Text block →
________
Saturday, March 28, 2015

Corporations as People? No. Money Is Speech? I Don't Think So!

I cannot understand some of the recent Supreme Court decisions.  Some of the justices seem to have read another constitution than the one I have studied and treasured throughout my academic life.  The interpretations about the political process beginning with the Citizens decision seem to negate my ideas about equal rights.  How can a corporation be a person?  When people are ill, they seek medical help; they don’t get government bailouts.  When people miss mortgage payments, they lose their houses.  When big banks lost money on mortgage gambling, tax payers came to their rescue.  They are too big to fail.  People are too small to be saved?

According to the first definition of person in Miriam Webster, a person is a human being.  A corporation is not a living human being and therefore, cannot be a person.  A corporation cannot vote, even after it has given all the money it wants to skew the political process.  Nonetheless, even though it cannot literally vote, it can buy votes.

How can money be speech?  First of all, money is not free, and not everyone has the same amount.  Does that mean that a full-time minimum wage earner making a little over $15,000 a year can talk as loudly, metaphorically speaking, as Bank of America’s CEO whose yearly compensation is $24.8 million?  When these figures are seen, even saying that money is speech is absurd.  Mitch McConnell is the Senator of Kentucky, and every time I’ve heard him equate money and speech, I am astounded as he should know the reality of poverty’s hardships well.  Kentucky is in the top five states in terms of poverty.  How can a representative of my home state say, “Money is speech,” as he is wont to do, when he should know what the out-of-work coal miner makes?
________
Exercise A →
Can you reproduce the post on corporate personhood word for word, from "How can money" through "coal miner makes?"?
Exercise B →
Which sentences in the post on corporate personhood are questions that begin with "How can"? List each one in full.

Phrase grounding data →
________
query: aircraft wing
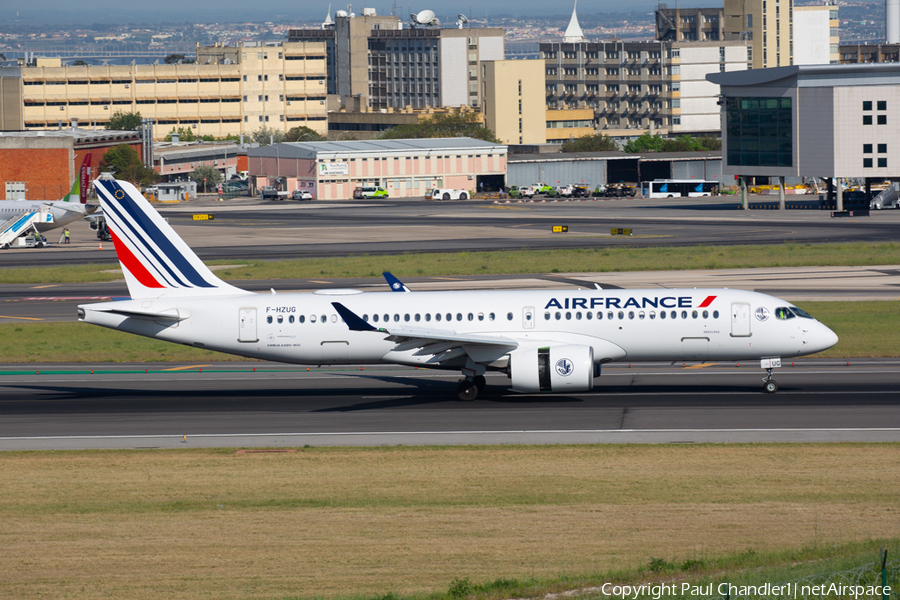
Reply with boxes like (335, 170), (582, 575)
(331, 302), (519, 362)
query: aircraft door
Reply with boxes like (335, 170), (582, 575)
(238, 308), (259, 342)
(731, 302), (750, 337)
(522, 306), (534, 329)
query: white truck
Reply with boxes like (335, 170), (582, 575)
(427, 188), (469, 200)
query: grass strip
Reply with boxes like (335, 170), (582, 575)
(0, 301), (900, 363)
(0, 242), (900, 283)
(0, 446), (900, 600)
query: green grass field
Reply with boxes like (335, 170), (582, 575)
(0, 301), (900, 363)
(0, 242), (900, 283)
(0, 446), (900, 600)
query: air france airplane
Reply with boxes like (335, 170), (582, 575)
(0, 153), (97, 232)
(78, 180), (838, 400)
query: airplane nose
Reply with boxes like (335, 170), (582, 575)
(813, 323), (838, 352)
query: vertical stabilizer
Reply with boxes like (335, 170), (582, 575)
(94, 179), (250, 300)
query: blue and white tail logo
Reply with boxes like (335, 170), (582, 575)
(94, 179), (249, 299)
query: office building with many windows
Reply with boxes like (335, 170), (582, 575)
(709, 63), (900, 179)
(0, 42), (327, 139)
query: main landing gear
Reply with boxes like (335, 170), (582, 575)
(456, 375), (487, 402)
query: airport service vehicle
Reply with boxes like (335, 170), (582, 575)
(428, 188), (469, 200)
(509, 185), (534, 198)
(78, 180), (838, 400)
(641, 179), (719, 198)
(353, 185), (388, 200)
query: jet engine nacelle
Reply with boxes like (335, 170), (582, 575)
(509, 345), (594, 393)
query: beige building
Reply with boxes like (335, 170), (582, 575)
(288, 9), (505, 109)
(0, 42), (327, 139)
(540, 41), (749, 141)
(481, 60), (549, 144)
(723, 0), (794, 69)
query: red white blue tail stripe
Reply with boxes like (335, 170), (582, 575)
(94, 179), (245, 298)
________
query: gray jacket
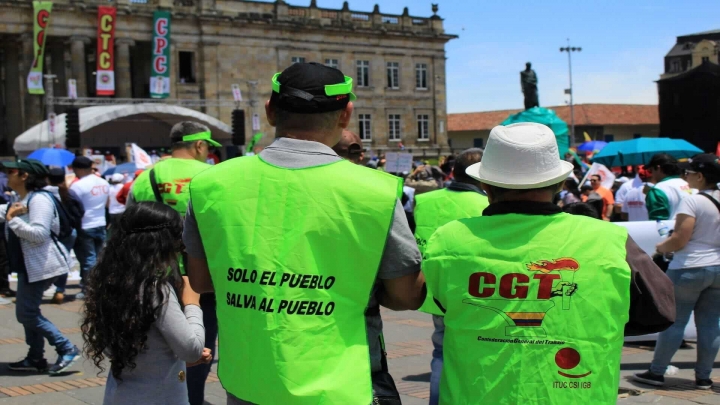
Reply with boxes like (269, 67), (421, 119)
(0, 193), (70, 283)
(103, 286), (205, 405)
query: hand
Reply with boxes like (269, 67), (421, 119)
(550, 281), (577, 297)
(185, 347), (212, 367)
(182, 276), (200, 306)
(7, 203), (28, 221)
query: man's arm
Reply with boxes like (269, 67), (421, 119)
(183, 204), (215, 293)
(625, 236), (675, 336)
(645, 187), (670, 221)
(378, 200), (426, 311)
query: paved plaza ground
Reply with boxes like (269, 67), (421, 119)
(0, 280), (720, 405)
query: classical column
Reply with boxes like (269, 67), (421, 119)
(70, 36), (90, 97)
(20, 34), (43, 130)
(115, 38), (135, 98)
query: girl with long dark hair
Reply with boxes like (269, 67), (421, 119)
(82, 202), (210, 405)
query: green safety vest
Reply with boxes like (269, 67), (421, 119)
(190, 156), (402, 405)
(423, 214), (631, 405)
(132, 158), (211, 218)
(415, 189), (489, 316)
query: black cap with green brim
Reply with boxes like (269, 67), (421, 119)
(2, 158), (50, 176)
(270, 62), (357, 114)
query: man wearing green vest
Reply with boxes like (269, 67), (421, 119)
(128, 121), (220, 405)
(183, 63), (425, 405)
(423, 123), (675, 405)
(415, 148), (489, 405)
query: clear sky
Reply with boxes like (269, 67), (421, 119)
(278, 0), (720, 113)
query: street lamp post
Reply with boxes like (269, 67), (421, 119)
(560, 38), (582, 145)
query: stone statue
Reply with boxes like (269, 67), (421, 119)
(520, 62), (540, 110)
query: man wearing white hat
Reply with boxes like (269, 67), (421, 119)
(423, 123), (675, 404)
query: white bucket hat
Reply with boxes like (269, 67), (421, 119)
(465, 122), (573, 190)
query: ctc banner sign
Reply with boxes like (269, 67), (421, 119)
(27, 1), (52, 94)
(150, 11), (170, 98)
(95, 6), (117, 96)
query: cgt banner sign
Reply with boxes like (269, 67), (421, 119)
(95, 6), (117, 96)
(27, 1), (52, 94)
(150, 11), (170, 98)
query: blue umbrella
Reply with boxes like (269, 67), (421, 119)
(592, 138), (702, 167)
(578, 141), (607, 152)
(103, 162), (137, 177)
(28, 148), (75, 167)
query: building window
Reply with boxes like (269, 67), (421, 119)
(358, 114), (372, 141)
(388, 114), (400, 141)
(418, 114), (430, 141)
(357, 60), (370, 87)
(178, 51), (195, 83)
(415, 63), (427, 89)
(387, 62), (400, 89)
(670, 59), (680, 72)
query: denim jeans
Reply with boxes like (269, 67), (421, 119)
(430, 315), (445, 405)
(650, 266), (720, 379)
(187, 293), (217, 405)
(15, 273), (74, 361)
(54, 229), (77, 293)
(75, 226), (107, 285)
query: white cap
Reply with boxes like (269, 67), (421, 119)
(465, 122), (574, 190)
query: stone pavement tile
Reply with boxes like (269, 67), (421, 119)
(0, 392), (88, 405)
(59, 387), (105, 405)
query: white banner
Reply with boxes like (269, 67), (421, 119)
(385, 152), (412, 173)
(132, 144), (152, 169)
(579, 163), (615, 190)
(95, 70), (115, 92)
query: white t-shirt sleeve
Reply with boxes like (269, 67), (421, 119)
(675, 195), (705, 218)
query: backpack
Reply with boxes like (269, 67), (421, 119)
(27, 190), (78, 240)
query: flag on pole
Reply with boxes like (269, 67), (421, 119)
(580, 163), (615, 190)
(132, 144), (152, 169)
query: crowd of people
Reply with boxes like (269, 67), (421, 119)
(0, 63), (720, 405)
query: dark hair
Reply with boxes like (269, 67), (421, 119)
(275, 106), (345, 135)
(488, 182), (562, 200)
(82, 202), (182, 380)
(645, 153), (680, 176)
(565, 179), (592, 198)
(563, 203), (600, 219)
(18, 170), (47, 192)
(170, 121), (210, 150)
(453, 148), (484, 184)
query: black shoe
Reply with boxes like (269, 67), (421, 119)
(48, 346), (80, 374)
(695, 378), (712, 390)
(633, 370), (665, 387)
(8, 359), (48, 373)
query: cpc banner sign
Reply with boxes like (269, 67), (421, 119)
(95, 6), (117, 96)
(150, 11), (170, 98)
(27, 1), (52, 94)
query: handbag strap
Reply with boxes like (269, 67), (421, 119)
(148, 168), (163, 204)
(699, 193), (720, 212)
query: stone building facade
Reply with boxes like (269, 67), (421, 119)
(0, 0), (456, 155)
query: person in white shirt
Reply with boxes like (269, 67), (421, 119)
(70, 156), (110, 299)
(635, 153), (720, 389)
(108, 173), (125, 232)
________
Answer section A →
How can money be speech?  First of all, money is not free, and not everyone has the same amount.  Does that mean that a full-time minimum wage earner making a little over $15,000 a year can talk as loudly, metaphorically speaking, as Bank of America’s CEO whose yearly compensation is $24.8 million?  When these figures are seen, even saying that money is speech is absurd.  Mitch McConnell is the Senator of Kentucky, and every time I’ve heard him equate money and speech, I am astounded as he should know the reality of poverty’s hardships well.  Kentucky is in the top five states in terms of poverty.  How can a representative of my home state say, “Money is speech,” as he is wont to do, when he should know what the out-of-work coal miner makes?

Answer section B →
- How can a corporation be a person?
- How can money be speech?
- How can a representative of my home state say, "Money is speech," as he is wont to do, when he should know what the out-of-work coal miner makes?